[START]

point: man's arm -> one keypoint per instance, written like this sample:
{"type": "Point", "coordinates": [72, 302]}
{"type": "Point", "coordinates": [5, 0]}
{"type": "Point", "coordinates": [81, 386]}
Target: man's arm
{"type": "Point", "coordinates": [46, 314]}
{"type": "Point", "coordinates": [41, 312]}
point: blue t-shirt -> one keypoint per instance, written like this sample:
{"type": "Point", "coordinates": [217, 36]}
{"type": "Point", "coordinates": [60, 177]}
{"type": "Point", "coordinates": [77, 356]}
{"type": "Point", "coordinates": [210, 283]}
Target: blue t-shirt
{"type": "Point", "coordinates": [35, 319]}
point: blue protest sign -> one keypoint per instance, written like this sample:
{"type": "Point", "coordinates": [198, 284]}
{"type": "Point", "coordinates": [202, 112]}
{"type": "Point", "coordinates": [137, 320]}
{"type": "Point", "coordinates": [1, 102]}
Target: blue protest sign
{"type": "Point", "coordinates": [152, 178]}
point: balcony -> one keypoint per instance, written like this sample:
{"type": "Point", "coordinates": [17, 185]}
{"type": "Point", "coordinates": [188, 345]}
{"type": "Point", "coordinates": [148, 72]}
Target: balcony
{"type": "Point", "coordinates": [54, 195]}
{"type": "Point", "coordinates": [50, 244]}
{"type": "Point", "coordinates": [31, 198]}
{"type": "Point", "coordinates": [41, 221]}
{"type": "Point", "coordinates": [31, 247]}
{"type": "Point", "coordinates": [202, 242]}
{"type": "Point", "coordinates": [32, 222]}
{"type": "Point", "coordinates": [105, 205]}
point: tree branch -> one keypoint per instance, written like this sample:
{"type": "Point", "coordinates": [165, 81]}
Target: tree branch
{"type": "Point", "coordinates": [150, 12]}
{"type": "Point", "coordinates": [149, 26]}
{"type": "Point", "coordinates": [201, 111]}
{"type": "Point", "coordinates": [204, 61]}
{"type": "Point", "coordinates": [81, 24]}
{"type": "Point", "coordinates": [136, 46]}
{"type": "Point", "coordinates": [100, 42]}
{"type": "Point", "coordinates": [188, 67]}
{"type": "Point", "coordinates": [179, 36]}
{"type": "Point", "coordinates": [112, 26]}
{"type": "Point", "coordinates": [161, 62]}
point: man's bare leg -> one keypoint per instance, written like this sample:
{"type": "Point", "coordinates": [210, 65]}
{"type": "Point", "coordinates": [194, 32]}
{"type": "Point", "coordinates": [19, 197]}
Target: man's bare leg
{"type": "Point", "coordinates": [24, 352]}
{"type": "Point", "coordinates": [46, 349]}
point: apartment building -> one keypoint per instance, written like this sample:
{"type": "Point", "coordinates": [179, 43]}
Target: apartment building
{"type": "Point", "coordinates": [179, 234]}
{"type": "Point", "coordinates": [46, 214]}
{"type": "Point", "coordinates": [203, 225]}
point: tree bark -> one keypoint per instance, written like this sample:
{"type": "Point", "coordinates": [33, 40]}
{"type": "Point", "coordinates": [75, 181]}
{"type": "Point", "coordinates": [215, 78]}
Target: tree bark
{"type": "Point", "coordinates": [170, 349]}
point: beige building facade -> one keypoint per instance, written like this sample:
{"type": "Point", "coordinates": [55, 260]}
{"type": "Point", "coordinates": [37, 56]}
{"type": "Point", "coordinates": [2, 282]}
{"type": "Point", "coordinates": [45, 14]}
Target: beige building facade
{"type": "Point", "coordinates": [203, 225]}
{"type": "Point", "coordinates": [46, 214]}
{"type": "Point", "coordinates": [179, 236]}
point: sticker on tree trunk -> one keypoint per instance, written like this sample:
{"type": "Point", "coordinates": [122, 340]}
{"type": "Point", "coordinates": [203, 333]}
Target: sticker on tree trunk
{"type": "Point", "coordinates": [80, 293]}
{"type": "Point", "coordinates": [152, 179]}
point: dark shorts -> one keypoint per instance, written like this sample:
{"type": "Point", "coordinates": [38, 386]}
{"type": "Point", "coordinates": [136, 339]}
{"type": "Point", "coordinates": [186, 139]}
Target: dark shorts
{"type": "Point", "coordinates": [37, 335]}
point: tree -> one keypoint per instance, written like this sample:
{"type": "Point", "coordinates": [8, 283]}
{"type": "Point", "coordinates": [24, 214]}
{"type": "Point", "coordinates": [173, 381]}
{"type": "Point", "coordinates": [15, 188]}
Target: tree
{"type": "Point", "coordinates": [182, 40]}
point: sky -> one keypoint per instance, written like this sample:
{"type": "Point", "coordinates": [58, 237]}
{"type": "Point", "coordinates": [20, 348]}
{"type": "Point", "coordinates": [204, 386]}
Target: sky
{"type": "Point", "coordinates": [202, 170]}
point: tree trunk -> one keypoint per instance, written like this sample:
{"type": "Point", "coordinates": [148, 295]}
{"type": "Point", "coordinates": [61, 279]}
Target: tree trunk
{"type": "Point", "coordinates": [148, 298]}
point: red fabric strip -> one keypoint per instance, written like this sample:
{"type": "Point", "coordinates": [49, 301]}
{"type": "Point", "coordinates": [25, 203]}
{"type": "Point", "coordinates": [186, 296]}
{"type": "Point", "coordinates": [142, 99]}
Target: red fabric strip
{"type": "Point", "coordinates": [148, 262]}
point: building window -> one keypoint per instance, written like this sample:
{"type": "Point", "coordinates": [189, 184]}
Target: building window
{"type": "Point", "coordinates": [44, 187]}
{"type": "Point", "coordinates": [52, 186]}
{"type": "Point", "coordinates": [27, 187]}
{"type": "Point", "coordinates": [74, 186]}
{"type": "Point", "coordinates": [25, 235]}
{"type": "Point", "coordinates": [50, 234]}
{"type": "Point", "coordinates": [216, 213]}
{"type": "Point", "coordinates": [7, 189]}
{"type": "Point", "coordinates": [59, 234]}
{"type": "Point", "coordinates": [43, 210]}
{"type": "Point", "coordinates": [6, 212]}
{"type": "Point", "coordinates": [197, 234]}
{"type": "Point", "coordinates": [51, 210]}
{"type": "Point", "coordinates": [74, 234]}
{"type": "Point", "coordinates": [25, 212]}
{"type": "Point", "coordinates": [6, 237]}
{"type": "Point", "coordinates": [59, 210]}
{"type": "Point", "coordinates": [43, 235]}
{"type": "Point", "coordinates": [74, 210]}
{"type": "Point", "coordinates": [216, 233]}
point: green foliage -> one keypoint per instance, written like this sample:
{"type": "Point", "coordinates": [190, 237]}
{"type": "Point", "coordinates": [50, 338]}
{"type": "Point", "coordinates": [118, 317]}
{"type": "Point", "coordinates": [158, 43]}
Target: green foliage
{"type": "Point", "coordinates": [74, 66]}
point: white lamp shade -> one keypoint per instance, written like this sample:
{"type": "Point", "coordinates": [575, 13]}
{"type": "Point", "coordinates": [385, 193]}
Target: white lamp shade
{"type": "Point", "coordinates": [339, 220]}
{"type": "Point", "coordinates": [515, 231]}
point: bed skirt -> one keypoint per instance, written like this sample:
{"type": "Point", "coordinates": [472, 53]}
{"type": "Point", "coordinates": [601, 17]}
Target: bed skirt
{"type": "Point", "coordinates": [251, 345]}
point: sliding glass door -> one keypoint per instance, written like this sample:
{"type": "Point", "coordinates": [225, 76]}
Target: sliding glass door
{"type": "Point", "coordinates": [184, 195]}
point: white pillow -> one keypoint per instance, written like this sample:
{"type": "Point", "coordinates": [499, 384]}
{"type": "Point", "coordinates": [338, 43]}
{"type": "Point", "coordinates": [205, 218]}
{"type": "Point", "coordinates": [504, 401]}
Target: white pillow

[END]

**WRITTEN INSTRUCTION**. Using the records above, please retype only the run of lines from the line holding "point: green foliage" through the last line, both ends included.

**RESPONSE TO THE TASK**.
point: green foliage -> one keypoint per instance, written like this sample:
{"type": "Point", "coordinates": [190, 237]}
{"type": "Point", "coordinates": [50, 338]}
{"type": "Point", "coordinates": [118, 317]}
{"type": "Point", "coordinates": [158, 43]}
Target: green foliage
{"type": "Point", "coordinates": [74, 66]}
point: white lamp shade -> one keypoint per instance, written like this sample:
{"type": "Point", "coordinates": [575, 13]}
{"type": "Point", "coordinates": [385, 193]}
Target: white lamp shade
{"type": "Point", "coordinates": [339, 220]}
{"type": "Point", "coordinates": [515, 231]}
point: bed skirt -> one keypoint per instance, written like this sample:
{"type": "Point", "coordinates": [472, 53]}
{"type": "Point", "coordinates": [601, 17]}
Target: bed skirt
{"type": "Point", "coordinates": [251, 345]}
point: sliding glass door -> one keypoint per instance, written like this sample:
{"type": "Point", "coordinates": [225, 76]}
Target: sliding glass door
{"type": "Point", "coordinates": [184, 195]}
point: white pillow -> one keypoint per instance, written like this sample:
{"type": "Point", "coordinates": [499, 384]}
{"type": "Point", "coordinates": [338, 43]}
{"type": "Point", "coordinates": [205, 218]}
{"type": "Point", "coordinates": [504, 401]}
Target: white pillow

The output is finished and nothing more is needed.